| EXERCISE DETAILS |
Can you rewrite all the entries below, requests included, with every bounding-box coordinate in the answers moved by -24?

| RECORDS TO USE |
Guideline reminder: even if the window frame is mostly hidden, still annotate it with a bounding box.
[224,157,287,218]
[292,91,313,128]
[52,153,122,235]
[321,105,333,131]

| TASK SOLUTION |
Guideline reminder: even if the window frame is mostly hidden, still annotate it with a bounding box.
[200,133,263,194]
[268,67,289,104]
[28,129,98,211]
[297,81,309,107]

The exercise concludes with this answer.